Passage shown -
● ● ● ●
14. It was then urged that the petitioners can be said to be 'workmen' as defined by the Industrial Disputes Act, 1947, termination of their services amounted to retrenchment and as no retrenchment compensation was paid to them while passing the orders of retrenchment, the orders of termination of their services are void as being not in accordance with Section 25F of the said Act. Nowhere in petition, the petitioners have stated that they were workmen as defined in the Industrial Disputes Act. The petitioners were appointed as Senior Clerks. Nowhere in the petition they have pointed out what was the nature of the duties which they were required to perform. All these facts have been assumed by the petitioners in their favour and they have come out only with a submission that termination of their services amounts to retrenchment and as no retrenchment compensation was paid to them, the orders of termination of their services are null and void. The petitioners have not even pointed out that all other conditions of Section 25F of the Industrial Disputes Act were fulfilled in their case. Thus, the petitioners want this Court to decide this question without placing sufficient and complete material before it. At one stage I pointed out to the learned advocates that if they insisted for a decision on this question in absence of sufficient material, the decision may harm the interests of the petitioners and it would be proper if the said question is kept open and is allowed to be decided by the appropriate forum after leading evidence. Both the learned advocates, however, insisted that this Court should decide this question on the basis of the material which is already on the record of the case. As pointed out above, no material has been placed before me to show that the petitioners were workmen within the meaning of that term as defined in the Industrial Disputes Act. Since it is not established that they were workmen, Section 25F of the Industrial Disputes Act would not apply; and, therefore, there was no necessity of payment of retrenchment compensation to the petitioners at the time of terminating their services. Thus, there is no substance in this contention also.
● ● ● ●
Task objective -
Pick up the court judgment on the petitioners' retrenchment claim after its last sentence and carry it forward.

Data excerpt -
● ● ● ●
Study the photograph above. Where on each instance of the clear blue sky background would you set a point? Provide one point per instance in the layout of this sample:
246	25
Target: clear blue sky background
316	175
● ● ● ●
Task response -
15. It was lastly urged by Mr. Takwani, the learned advocate for the petitioner in Special Civil Application No. 1889 of 1980, that the order of termination in his case was passed by the Deputy General Manager who had no authority to pass such an order. In their reply, the respondents have pointed out that the order in fact was passed by the General Manager and it was merely communicated to the petitioner by the Deputy General Manager. Thus there is no substance in this contention also.
For all these reasons, both these petitions fail and they are dismissed. Rule in each of them is discharged with no order as to costs.